------ Supplied entries

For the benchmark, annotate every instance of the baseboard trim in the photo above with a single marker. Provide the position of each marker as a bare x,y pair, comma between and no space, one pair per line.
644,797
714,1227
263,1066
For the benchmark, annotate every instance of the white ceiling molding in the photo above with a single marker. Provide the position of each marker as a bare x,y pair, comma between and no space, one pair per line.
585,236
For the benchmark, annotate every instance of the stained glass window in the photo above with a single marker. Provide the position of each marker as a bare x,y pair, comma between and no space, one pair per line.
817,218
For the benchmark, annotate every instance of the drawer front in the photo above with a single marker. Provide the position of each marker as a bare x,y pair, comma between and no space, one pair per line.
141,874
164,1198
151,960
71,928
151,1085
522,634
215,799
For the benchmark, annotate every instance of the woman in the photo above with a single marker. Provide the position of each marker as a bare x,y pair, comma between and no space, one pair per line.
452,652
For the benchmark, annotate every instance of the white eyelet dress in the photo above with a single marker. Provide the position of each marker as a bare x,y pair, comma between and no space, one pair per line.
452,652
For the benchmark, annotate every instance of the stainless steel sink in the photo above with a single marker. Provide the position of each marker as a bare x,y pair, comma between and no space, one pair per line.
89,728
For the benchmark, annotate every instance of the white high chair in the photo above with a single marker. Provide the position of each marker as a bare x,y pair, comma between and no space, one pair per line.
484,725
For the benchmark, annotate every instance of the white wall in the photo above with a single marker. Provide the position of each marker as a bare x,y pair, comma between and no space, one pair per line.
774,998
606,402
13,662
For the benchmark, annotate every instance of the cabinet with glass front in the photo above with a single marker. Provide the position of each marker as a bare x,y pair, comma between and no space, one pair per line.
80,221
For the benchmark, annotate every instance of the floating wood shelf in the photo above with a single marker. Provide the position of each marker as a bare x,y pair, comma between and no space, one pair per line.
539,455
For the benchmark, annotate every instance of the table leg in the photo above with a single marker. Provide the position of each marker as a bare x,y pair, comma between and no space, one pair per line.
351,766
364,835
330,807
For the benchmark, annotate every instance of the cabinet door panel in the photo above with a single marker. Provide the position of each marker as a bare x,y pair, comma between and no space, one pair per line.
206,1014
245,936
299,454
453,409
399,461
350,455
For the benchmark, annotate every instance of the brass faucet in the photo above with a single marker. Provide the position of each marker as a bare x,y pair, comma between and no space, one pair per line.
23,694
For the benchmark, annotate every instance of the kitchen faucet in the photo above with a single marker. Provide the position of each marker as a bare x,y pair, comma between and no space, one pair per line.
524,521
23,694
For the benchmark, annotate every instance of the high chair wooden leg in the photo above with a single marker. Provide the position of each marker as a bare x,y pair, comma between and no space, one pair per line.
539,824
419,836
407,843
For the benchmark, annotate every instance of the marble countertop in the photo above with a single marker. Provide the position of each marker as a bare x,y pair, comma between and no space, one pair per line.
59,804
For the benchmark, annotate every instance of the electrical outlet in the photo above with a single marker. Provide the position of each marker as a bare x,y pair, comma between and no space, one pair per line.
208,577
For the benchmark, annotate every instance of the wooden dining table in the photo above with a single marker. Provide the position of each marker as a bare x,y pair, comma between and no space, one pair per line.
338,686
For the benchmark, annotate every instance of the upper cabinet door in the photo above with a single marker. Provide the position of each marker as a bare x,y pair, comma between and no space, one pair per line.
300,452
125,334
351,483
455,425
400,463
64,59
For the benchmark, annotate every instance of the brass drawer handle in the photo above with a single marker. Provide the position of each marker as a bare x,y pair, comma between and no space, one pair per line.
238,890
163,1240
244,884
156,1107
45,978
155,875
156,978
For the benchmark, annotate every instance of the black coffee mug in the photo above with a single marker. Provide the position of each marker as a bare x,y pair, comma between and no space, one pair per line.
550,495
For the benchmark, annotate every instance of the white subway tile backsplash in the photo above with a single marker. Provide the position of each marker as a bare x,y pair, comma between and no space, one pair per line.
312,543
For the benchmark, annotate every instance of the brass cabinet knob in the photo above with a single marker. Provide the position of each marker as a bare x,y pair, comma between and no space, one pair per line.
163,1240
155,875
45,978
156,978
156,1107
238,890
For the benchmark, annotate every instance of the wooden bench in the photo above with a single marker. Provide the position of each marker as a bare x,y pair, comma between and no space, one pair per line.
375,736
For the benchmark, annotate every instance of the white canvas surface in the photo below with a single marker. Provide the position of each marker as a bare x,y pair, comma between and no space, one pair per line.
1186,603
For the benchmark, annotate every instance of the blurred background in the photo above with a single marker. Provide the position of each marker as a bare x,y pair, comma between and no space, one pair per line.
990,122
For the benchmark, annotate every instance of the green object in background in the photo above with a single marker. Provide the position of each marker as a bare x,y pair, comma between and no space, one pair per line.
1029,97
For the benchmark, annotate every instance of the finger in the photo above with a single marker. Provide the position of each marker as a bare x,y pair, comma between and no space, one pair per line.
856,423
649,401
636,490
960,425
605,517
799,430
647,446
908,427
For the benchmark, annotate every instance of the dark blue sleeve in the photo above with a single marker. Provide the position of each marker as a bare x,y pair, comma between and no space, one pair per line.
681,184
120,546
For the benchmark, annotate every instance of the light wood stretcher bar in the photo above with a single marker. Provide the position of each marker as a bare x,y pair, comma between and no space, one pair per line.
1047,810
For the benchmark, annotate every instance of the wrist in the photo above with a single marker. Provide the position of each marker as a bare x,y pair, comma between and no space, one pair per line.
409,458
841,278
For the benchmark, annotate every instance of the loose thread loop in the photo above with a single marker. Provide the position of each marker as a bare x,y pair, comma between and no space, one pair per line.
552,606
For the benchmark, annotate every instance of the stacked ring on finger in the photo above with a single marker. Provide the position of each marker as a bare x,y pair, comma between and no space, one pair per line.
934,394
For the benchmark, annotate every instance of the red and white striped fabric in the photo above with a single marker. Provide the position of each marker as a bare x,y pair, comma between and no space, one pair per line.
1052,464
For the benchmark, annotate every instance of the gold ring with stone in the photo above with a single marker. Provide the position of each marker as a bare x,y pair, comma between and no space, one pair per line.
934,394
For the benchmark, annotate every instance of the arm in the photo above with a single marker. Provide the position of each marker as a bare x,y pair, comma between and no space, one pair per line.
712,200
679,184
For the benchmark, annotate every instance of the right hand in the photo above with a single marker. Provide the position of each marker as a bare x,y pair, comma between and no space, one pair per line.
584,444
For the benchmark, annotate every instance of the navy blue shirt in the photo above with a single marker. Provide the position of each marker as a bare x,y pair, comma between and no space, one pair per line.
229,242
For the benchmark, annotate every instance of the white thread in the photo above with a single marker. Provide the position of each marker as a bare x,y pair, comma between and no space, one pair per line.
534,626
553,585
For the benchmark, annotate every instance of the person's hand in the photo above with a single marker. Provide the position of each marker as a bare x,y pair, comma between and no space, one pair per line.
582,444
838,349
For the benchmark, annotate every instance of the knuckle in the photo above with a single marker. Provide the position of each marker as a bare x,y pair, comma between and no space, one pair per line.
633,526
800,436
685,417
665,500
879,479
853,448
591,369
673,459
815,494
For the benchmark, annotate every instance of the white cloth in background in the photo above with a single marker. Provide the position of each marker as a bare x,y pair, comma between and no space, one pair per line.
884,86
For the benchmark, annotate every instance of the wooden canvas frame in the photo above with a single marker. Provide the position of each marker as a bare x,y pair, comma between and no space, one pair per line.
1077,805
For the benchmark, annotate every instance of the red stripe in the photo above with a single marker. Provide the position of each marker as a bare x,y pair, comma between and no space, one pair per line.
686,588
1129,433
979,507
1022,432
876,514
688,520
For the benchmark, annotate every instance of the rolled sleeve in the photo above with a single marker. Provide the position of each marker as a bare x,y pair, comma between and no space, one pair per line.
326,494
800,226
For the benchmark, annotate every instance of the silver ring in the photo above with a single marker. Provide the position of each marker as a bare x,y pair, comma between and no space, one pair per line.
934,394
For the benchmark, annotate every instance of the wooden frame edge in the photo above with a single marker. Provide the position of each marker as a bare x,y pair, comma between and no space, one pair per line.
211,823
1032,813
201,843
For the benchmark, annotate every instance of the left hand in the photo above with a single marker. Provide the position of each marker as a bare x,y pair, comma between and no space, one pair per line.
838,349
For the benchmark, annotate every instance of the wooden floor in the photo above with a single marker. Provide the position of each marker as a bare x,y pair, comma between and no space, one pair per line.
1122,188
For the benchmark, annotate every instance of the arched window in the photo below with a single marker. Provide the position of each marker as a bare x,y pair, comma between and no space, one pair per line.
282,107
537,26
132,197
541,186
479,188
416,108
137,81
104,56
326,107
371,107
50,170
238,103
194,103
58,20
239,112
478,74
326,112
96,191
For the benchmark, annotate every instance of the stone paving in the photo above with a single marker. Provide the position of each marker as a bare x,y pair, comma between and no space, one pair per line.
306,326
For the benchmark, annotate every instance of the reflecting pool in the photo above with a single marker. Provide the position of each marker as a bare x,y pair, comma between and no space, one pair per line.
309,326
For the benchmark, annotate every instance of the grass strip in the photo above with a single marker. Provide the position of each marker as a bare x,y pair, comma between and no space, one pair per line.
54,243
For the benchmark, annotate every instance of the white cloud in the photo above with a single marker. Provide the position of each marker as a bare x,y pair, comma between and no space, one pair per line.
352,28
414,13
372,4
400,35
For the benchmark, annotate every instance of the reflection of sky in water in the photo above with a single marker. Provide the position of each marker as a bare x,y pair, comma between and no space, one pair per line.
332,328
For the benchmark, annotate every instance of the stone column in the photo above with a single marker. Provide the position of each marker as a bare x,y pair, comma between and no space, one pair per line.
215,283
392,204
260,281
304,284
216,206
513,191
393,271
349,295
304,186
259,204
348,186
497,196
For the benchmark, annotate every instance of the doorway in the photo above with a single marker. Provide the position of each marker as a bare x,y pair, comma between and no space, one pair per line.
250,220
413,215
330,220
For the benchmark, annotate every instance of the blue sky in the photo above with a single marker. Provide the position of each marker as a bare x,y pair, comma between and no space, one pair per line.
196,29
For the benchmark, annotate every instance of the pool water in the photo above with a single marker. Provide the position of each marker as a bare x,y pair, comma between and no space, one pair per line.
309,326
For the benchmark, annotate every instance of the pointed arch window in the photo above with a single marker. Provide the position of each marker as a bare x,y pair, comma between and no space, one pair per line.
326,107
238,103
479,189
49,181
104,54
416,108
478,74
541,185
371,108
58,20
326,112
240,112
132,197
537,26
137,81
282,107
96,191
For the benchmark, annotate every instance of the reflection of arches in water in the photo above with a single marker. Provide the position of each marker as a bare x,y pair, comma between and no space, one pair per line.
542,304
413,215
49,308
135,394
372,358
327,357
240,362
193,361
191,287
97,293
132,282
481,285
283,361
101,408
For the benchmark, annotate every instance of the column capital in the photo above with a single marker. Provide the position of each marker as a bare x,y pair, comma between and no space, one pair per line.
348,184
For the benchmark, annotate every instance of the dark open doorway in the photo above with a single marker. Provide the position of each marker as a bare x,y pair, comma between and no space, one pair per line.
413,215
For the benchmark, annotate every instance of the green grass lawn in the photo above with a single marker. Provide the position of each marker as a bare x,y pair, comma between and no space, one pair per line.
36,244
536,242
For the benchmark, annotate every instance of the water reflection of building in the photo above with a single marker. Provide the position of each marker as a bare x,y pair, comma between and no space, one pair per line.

------------

Every line from the one containing "For the benchmark, annotate every instance of the column" through the end of the entries above must be echoed exactly, with both ends kept.

For the benchmark, annotate every instance of the column capital in the photo above with a single marker. Provide the position of each marker as a bare x,y pair, comma between and no space, one pair per line.
348,184
For the benchmark, annotate every instance of the dark open doorway in the photo above with a single marker. Provide the position of each marker as a bare x,y pair, comma between and no space, one pair per line.
413,215
For the benchmark, annotate every instance of the green grass lawn in the photo above with a single marker. Provide the position of each marker as a bare x,y pair, comma between and no space, one pair per line.
36,244
536,242
For the benchmark, annotate every instance of the water reflection of building in the photo above with a single marker. Provide the position of each marker as a bare x,y pair, comma between and no space, one pair per line.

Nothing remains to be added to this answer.